* **SHORT EXERCISE**: Take everything from the line containing "the towel reside?" down to the line containing "[38,40,48,56]", and change "white toilet" to "white bathtub", keeping the rest of those rows as they are.
— Start of DATA SHOWN —
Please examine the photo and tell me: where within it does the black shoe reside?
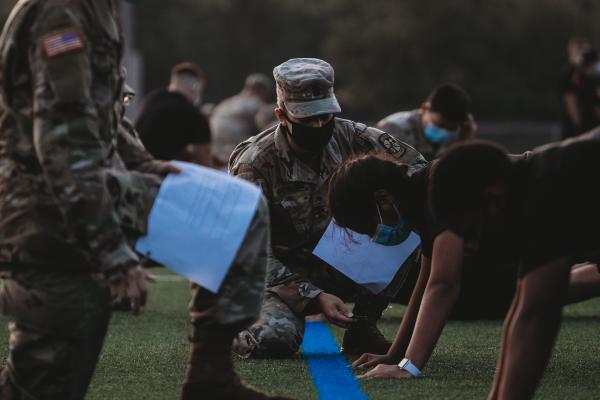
[341,321,392,355]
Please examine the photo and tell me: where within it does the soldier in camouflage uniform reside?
[0,0,171,399]
[117,85,285,400]
[230,59,426,357]
[377,84,477,160]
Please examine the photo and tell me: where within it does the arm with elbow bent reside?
[363,230,464,379]
[353,256,431,369]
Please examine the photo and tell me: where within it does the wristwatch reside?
[398,358,421,378]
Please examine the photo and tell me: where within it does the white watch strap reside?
[398,358,421,378]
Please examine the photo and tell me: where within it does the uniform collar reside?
[275,119,342,185]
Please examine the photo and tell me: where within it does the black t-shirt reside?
[135,89,210,160]
[507,129,600,273]
[398,163,444,258]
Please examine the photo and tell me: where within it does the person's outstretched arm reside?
[489,258,572,400]
[362,230,464,379]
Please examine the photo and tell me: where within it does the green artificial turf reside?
[0,269,600,400]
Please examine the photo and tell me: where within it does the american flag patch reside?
[42,30,84,58]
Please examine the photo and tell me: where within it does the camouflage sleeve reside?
[117,118,169,176]
[230,163,323,313]
[377,120,415,147]
[354,125,427,169]
[29,6,139,273]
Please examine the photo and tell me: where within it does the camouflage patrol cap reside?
[273,58,342,118]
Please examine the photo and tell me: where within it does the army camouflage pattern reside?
[0,270,111,400]
[230,118,426,314]
[0,0,156,273]
[190,198,270,332]
[377,110,447,161]
[273,58,342,118]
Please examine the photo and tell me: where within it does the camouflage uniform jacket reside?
[0,0,153,273]
[377,110,446,160]
[230,118,426,313]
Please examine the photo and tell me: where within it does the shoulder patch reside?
[354,122,368,133]
[378,132,407,157]
[42,29,85,58]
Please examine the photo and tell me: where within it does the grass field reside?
[0,270,600,400]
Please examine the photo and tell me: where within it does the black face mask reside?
[288,118,335,153]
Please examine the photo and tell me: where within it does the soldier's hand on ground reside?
[317,292,354,329]
[352,353,397,369]
[166,163,181,174]
[358,364,412,380]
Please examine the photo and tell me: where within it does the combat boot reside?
[341,319,392,355]
[181,328,292,400]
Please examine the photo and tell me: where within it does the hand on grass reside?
[317,292,354,329]
[352,353,398,369]
[358,364,412,380]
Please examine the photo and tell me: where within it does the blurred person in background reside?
[230,58,426,357]
[210,74,273,169]
[134,62,212,165]
[377,83,477,160]
[122,80,289,400]
[559,38,600,139]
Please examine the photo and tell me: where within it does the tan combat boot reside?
[181,328,292,400]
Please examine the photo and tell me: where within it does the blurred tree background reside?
[0,0,600,120]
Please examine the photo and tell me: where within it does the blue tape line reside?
[302,322,367,400]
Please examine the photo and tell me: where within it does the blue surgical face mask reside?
[373,203,412,246]
[424,122,452,144]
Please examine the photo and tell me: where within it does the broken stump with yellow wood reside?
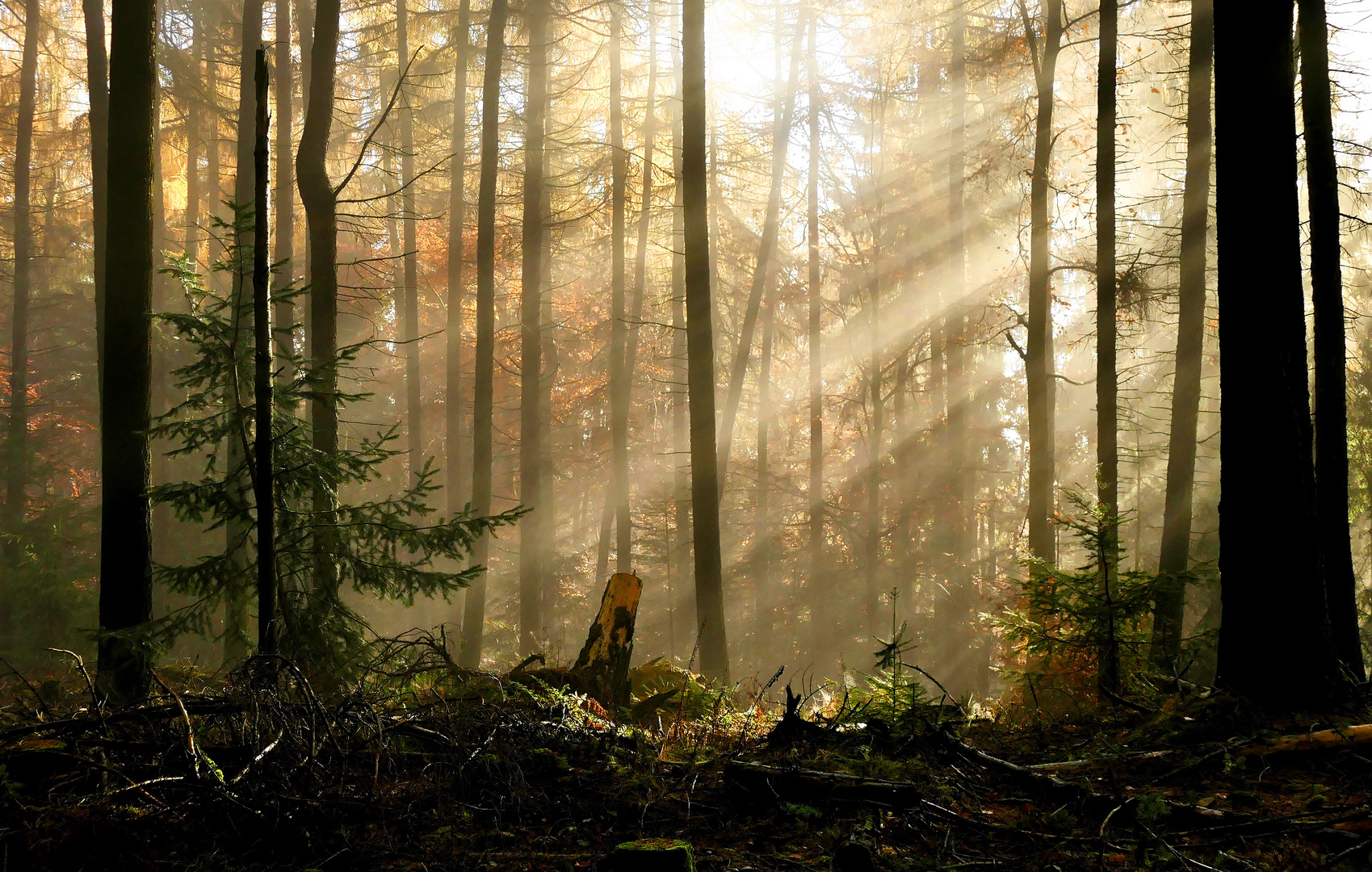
[572,573,644,706]
[599,839,695,872]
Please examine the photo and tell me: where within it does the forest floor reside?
[0,649,1372,872]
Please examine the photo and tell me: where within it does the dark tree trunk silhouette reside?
[295,0,339,613]
[444,0,472,511]
[719,8,808,493]
[253,49,283,654]
[518,0,549,654]
[1021,0,1064,561]
[1297,0,1366,681]
[805,10,827,654]
[1152,0,1215,666]
[222,0,262,662]
[1215,0,1338,707]
[678,0,728,684]
[395,0,424,484]
[271,0,295,367]
[96,0,157,705]
[936,8,980,697]
[0,0,40,568]
[668,11,695,654]
[458,0,509,669]
[609,0,634,575]
[1097,0,1119,694]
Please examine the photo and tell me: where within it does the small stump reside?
[599,839,695,872]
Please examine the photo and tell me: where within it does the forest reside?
[0,0,1372,872]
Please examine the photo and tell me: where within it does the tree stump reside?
[572,573,644,707]
[599,839,695,872]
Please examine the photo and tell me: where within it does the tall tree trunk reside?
[1297,0,1366,681]
[1215,0,1338,707]
[668,10,695,652]
[1097,0,1119,694]
[1021,0,1064,561]
[1152,0,1215,668]
[0,0,40,572]
[96,0,157,705]
[395,0,424,484]
[458,0,509,669]
[613,0,657,572]
[181,10,203,263]
[805,10,827,656]
[253,48,275,654]
[678,0,728,684]
[273,0,295,370]
[295,0,340,627]
[936,6,978,697]
[753,300,777,668]
[609,0,634,573]
[81,0,110,396]
[518,0,549,654]
[224,0,262,662]
[444,0,472,513]
[719,8,808,493]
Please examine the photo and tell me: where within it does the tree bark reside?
[1297,0,1366,681]
[96,0,157,705]
[395,0,424,484]
[1021,0,1064,562]
[253,48,275,654]
[1097,0,1119,694]
[458,0,509,669]
[295,0,340,617]
[518,0,549,656]
[1215,0,1338,707]
[719,8,808,493]
[444,0,472,513]
[668,11,695,652]
[1152,0,1215,666]
[224,0,262,662]
[0,0,40,564]
[805,10,827,654]
[81,0,110,396]
[609,0,634,575]
[678,0,728,684]
[271,0,295,367]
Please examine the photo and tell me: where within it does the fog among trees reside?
[0,0,1372,868]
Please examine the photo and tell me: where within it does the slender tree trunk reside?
[805,10,827,656]
[719,10,808,493]
[609,0,634,573]
[1297,0,1366,681]
[295,0,340,627]
[458,0,509,669]
[668,10,695,652]
[0,0,40,572]
[612,0,657,572]
[96,0,157,705]
[1152,0,1215,668]
[273,0,295,370]
[678,0,728,684]
[1215,0,1338,709]
[81,0,110,396]
[444,0,472,513]
[1021,0,1064,561]
[395,0,424,484]
[753,303,777,668]
[253,49,275,654]
[518,0,549,654]
[185,10,204,263]
[1097,0,1119,694]
[224,0,262,662]
[938,8,978,697]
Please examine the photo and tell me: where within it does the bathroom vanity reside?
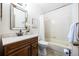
[3,35,38,56]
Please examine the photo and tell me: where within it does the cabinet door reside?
[9,46,30,56]
[31,43,38,56]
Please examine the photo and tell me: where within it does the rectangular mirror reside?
[10,4,27,29]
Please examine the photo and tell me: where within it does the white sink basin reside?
[38,41,48,48]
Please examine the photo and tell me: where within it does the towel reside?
[68,23,78,43]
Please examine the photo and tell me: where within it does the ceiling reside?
[37,3,70,14]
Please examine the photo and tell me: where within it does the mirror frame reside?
[10,3,28,30]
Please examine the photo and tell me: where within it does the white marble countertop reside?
[2,34,38,46]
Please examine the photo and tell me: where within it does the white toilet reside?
[38,40,48,56]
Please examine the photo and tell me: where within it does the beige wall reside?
[1,3,41,35]
[45,4,78,41]
[44,4,79,55]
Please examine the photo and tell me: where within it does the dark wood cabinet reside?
[4,37,38,56]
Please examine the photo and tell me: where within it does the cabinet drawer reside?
[9,46,30,56]
[4,40,30,55]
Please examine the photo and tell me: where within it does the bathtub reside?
[46,38,72,56]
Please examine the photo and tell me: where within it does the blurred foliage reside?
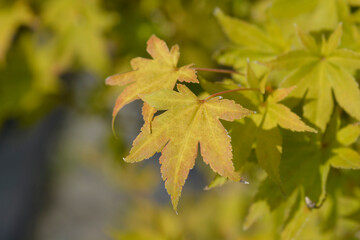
[0,0,360,240]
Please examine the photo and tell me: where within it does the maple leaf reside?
[214,8,289,68]
[40,0,115,74]
[106,35,198,132]
[201,64,316,187]
[124,84,253,210]
[268,0,343,31]
[0,1,34,63]
[265,24,360,131]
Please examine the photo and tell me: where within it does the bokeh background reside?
[0,0,264,240]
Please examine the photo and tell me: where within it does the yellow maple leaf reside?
[124,84,253,210]
[106,35,198,132]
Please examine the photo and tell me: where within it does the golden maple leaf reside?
[106,35,198,129]
[124,84,253,210]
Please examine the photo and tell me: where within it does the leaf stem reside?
[203,87,260,102]
[193,68,244,76]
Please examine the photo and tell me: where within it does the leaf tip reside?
[213,7,222,17]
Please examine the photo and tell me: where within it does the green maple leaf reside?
[0,1,34,62]
[201,64,316,189]
[41,0,115,74]
[124,84,253,210]
[265,24,360,131]
[215,8,289,68]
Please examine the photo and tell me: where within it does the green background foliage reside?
[0,0,360,239]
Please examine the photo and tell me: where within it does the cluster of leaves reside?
[107,0,360,239]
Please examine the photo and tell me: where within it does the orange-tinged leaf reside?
[106,35,198,130]
[142,103,156,133]
[124,84,253,210]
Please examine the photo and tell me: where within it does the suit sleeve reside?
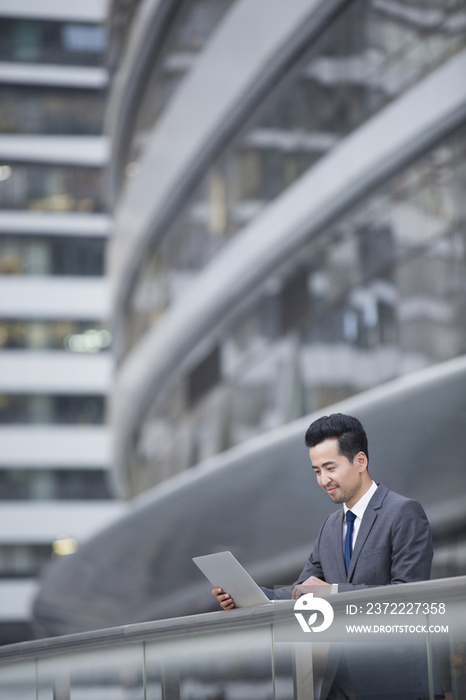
[338,500,433,592]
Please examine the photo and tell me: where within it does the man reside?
[212,413,443,700]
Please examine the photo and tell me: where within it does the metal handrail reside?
[0,576,466,665]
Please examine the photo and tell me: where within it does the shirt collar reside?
[343,481,377,518]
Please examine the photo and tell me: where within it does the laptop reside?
[193,552,272,608]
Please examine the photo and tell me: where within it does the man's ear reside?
[353,451,367,473]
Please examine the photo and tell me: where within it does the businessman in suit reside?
[212,413,443,700]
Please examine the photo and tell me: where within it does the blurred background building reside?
[0,0,124,643]
[10,0,466,634]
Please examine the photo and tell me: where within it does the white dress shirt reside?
[331,481,377,593]
[342,481,377,550]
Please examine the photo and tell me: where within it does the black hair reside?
[304,413,369,462]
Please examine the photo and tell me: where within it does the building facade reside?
[31,0,466,634]
[0,0,123,643]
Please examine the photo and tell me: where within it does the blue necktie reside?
[345,510,356,573]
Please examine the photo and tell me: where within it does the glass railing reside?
[0,577,466,700]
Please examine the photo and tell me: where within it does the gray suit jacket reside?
[265,484,441,700]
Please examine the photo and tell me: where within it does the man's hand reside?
[291,576,332,600]
[212,588,236,610]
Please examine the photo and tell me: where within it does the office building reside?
[36,0,466,634]
[0,0,123,643]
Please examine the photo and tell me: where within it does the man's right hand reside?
[212,588,235,610]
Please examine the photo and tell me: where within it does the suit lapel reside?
[347,505,377,583]
[332,508,346,581]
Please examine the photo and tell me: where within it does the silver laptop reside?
[193,552,272,608]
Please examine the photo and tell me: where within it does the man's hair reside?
[304,413,369,462]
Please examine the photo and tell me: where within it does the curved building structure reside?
[32,0,466,634]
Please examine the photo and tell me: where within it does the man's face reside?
[309,440,371,508]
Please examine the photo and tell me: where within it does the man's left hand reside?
— End of DATA SHOWN —
* **SOLUTION FOR THIS TASK**:
Please examine the photo and tell me: where within it does the towel reside?
[68,23,78,43]
Please examine the photo and tell me: where within it does the ceiling reside?
[37,3,70,14]
Please examine the photo and tell me: where within it does the mirror frame reside?
[10,3,28,30]
Please examine the photo and tell me: where within it does the white marble countertop reside?
[2,34,38,46]
Please examine the photo and tell me: where within it does the white bathtub reside?
[38,40,48,56]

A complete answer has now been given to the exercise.